Starting with the line that contains "If any green floor" and going on through the end of the records, write out those lines again with the requests included, adding 124 to every bounding box coordinate in the answers. Give only these lines.

==== Listed entries ====

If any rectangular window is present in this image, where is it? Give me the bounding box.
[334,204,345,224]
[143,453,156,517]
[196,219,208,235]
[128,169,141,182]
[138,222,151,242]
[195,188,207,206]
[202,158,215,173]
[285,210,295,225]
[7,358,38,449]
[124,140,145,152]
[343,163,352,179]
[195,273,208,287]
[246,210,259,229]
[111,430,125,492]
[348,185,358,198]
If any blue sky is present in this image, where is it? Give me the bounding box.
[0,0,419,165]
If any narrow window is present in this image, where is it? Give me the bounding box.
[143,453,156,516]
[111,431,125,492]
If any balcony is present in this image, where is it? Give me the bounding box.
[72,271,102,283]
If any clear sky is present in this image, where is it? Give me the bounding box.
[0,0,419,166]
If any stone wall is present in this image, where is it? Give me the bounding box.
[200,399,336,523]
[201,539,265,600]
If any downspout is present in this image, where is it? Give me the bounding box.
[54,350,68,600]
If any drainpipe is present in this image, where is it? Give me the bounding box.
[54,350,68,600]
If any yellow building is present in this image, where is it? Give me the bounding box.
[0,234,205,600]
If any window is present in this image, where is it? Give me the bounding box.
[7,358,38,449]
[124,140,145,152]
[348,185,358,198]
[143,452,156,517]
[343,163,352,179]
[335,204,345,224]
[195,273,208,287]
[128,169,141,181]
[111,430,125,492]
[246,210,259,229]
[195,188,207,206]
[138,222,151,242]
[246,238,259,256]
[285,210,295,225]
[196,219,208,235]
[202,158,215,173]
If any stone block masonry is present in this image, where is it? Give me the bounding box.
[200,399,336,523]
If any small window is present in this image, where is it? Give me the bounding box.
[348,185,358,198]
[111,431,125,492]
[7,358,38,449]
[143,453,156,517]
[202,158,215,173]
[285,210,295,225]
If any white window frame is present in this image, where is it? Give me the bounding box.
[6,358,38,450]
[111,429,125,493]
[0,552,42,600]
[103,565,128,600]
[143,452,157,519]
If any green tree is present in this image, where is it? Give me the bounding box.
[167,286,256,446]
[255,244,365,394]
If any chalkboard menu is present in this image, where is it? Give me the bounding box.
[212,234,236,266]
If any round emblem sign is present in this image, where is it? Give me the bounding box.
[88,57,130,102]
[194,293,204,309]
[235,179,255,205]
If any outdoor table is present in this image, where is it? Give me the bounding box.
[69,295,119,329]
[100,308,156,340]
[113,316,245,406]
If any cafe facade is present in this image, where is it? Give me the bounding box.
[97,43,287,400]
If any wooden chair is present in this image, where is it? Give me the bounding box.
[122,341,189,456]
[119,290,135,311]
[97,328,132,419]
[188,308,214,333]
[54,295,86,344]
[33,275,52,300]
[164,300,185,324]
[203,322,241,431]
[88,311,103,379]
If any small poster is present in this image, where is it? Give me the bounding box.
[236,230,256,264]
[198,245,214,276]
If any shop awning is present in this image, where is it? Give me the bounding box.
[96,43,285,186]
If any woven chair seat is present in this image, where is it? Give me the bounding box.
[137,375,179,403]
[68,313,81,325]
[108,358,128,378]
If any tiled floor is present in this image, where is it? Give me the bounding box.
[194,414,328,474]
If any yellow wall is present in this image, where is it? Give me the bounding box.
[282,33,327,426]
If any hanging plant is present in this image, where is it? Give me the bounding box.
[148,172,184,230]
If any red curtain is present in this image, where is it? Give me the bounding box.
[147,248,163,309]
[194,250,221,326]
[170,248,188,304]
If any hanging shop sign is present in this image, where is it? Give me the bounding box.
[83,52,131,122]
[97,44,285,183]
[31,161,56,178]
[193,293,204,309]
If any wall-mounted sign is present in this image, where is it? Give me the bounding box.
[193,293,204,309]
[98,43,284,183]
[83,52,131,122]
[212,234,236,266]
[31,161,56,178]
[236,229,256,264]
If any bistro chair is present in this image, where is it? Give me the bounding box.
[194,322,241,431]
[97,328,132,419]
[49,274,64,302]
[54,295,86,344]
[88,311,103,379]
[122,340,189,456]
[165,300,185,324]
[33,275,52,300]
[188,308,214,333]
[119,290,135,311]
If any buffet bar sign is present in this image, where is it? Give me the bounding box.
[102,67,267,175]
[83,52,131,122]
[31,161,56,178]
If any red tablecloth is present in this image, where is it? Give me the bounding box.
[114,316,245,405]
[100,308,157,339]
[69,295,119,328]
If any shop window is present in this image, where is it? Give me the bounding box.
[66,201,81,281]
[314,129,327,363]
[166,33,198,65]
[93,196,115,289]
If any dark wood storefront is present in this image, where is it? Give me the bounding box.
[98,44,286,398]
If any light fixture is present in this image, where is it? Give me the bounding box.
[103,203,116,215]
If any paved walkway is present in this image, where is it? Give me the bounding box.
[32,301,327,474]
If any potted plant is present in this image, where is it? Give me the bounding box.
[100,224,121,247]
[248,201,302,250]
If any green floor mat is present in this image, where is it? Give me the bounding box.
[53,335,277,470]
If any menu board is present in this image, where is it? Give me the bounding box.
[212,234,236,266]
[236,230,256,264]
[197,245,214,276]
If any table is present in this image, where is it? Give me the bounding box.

====

• _Final answer_:
If any green floor mat is present in this image, where is it? Give me the bounding box.
[177,459,401,594]
If any menu board is present in this image, where is it? Give me the bounding box.
[336,358,360,390]
[360,354,380,388]
[321,369,338,400]
If any table is present in this image, where is it? Give me the bounding box.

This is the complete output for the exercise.